[HOW TO COMPLETE THIS TASK] Leave every picture out. Set down all the lines below exactly.

-------- INFORMATION PROVIDED

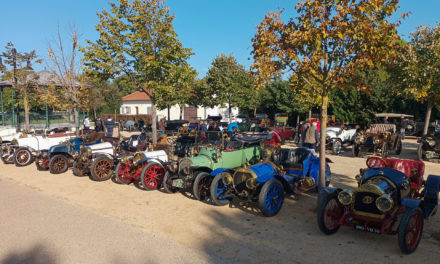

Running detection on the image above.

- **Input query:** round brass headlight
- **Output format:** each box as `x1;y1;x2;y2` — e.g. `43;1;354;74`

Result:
374;139;380;144
87;148;92;157
73;151;79;159
133;152;144;164
11;139;18;146
376;194;393;213
222;174;233;185
246;178;258;190
337;189;353;206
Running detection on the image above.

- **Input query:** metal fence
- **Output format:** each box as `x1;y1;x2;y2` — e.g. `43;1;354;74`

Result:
0;111;86;129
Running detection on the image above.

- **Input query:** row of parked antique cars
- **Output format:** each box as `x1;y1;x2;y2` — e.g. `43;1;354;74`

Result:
0;118;439;254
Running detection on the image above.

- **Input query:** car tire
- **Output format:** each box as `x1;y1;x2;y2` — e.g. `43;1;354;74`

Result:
381;142;388;158
49;154;69;174
114;162;132;184
416;144;425;161
13;147;33;167
398;207;424;254
73;160;88;176
395;139;402;155
210;172;231;206
258;179;284;217
352;143;360;157
163;171;178;194
317;191;343;235
193;171;211;201
90;155;114;181
141;162;165;190
35;158;49;171
332;140;342;155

----------------

[TASK SOLUTION]
Running detection on the image above.

- **Input query:** round brass headlight
- **Output format:** each box as `x1;y1;x2;y2` — e.g. `43;1;354;74`

Result:
374;139;380;144
87;148;92;157
73;151;79;159
133;152;144;164
11;139;18;146
376;194;393;213
222;174;233;185
246;178;258;190
337;189;353;206
Running detection on the image above.

- **Input query:** metal fence
- **Output format:** each box as `x1;y1;x2;y2` — e.g. `43;1;354;74`

Result:
0;111;86;129
Running detection on the image above.

- **Input query:** row of parked antique cars
- **Output format:** each box as `x1;y1;x2;y2` — e.g. `43;1;354;74`

Result:
0;118;439;254
Running detection on the image above.

- **Input query:** car tire
- **Output format:** each box as `x1;y1;x2;y2` — e.g. `43;1;354;74`

Result:
381;142;388;158
49;154;69;174
114;162;132;184
416;144;425;161
13;147;33;167
398;207;424;254
73;160;88;176
395;139;402;155
210;172;231;206
258;179;284;217
352;143;360;157
163;171;178;194
317;191;343;235
193;171;211;201
90;155;114;181
141;162;165;190
35;158;49;171
332;140;342;155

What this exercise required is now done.